[OBJECTIVE]
Copy the items below, replacing every "drill" with "exercise" and changing nothing else. Leave the pictures out.

::: LISTED ENTRIES

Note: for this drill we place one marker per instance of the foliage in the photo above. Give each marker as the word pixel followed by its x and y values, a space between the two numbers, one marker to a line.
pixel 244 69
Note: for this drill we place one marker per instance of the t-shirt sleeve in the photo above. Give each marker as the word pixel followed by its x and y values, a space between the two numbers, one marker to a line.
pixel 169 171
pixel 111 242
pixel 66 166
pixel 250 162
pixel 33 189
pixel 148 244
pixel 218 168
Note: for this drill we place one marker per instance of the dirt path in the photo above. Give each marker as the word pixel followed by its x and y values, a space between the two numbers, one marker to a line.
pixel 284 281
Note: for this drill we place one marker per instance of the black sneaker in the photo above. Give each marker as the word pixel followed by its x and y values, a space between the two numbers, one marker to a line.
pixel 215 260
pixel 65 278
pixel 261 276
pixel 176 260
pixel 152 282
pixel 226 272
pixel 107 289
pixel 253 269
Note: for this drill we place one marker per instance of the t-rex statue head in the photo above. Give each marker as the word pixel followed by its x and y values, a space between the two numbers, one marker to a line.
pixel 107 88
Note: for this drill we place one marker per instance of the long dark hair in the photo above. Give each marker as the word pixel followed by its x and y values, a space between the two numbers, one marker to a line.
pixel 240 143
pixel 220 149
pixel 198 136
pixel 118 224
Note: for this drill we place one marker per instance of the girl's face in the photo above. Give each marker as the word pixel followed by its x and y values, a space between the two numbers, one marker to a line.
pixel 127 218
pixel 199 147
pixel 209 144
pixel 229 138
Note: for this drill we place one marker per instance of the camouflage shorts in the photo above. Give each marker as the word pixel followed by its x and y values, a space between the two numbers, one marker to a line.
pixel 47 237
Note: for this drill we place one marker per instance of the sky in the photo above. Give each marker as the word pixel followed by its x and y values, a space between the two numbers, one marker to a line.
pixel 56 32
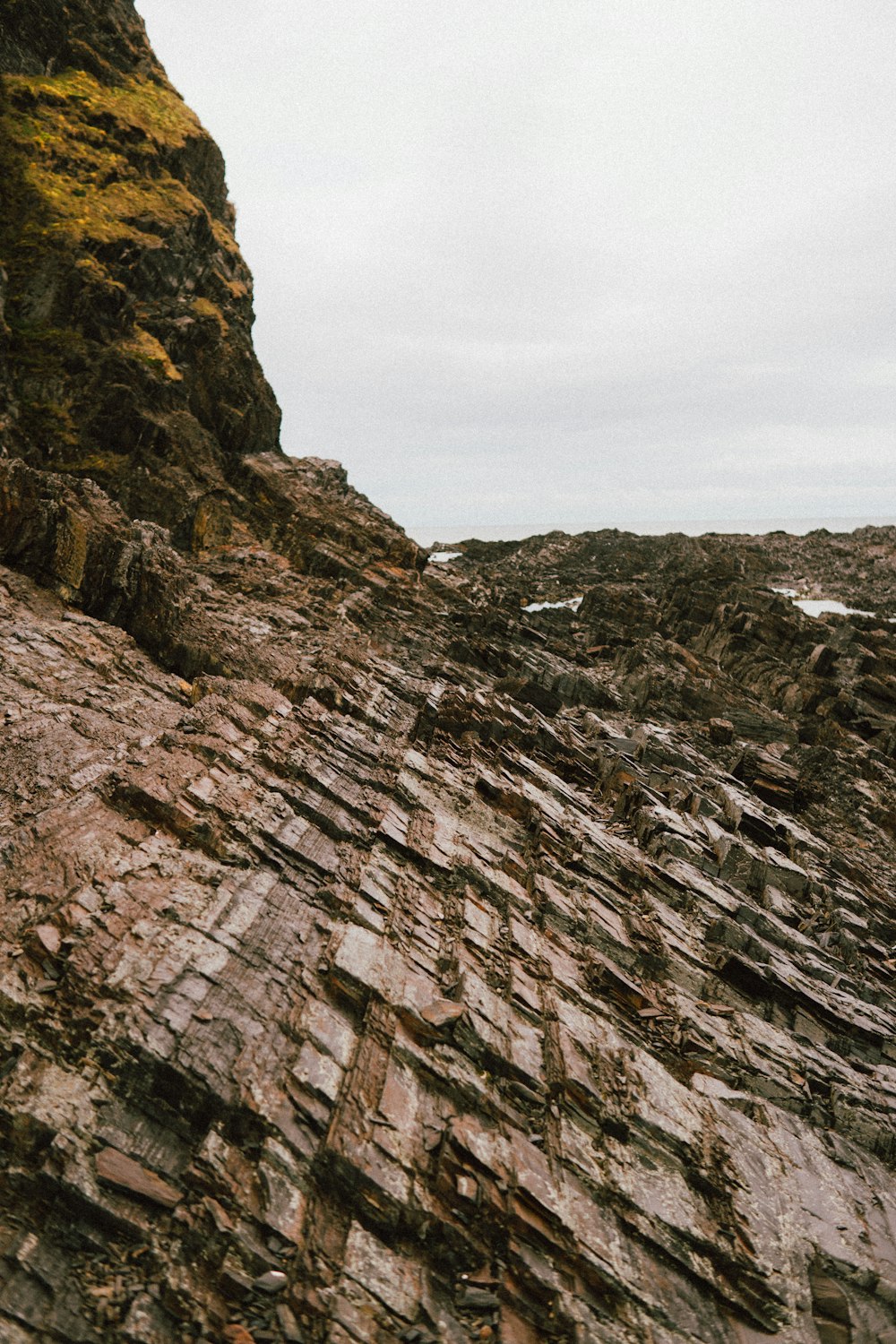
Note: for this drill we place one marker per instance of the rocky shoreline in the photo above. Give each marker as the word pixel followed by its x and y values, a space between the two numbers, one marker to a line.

::::::

[ANSWER]
Note: for this exercise we place one marker per instance of the foliage in the photo above. Give each marker as the word pixel followed by its x and y values, a space between the two numbers, one marker to a line.
pixel 244 69
Note: for this exercise we place one marker per instance of the t-shirt sleeve in the photo above. Give each marker as the word pixel followed by its x and y values, a space between the two numbers, one marker to a line.
pixel 169 171
pixel 111 242
pixel 66 166
pixel 250 162
pixel 33 189
pixel 148 244
pixel 218 168
Note: for this exercise we place one marker per instance of the dirt path in the photo above. Give each marker as the word pixel followed by its x and y values, a space between the two numbers, one marker to a line.
pixel 284 281
Note: for this exercise we place one marker per instance of the black sneaker in the photo above. Give each marker as the word pixel followed by its x and y values, a space between the two numbers, one marker to a line.
pixel 215 260
pixel 65 278
pixel 261 276
pixel 176 260
pixel 152 282
pixel 226 272
pixel 107 289
pixel 253 269
Note: for this exercise we place one marker per instance of the t-rex statue head in the photo above. Give each marker as the word pixel followed by its x and y values, a space between the two numbers, one marker to a line.
pixel 107 88
Note: for this exercise we place one marker per instance of the long dark hair in the photo above. Give each marker as the word pixel followed by its x and y values, a space between the two numbers, one marker to a line.
pixel 240 143
pixel 220 149
pixel 198 136
pixel 118 224
Note: for this exercise we place one marker per instance of the girl's face in the photo above. Give each marker as the word pixel followed by its x and y values, a space between the two numbers, one marker to a line.
pixel 127 218
pixel 199 147
pixel 209 144
pixel 229 138
Note: for this exercise we place one marker per instance of the camouflage shorts in the photo above. Give each marker as the word pixel followed by its x and y values, a space between the two numbers, one marker to a line.
pixel 47 237
Note: for this exercise we place one marker per instance of the sky in the photo above. Give each marker as the word pixel followed by its x and y values, a space between the two numbers, one marker to a line.
pixel 56 32
Note: for this exercise we place one marker per instance of the rocky shoreline in the photo above. Give each marker as the word pixel followed by its x and y values, a space between the two numbers, one marker to a line.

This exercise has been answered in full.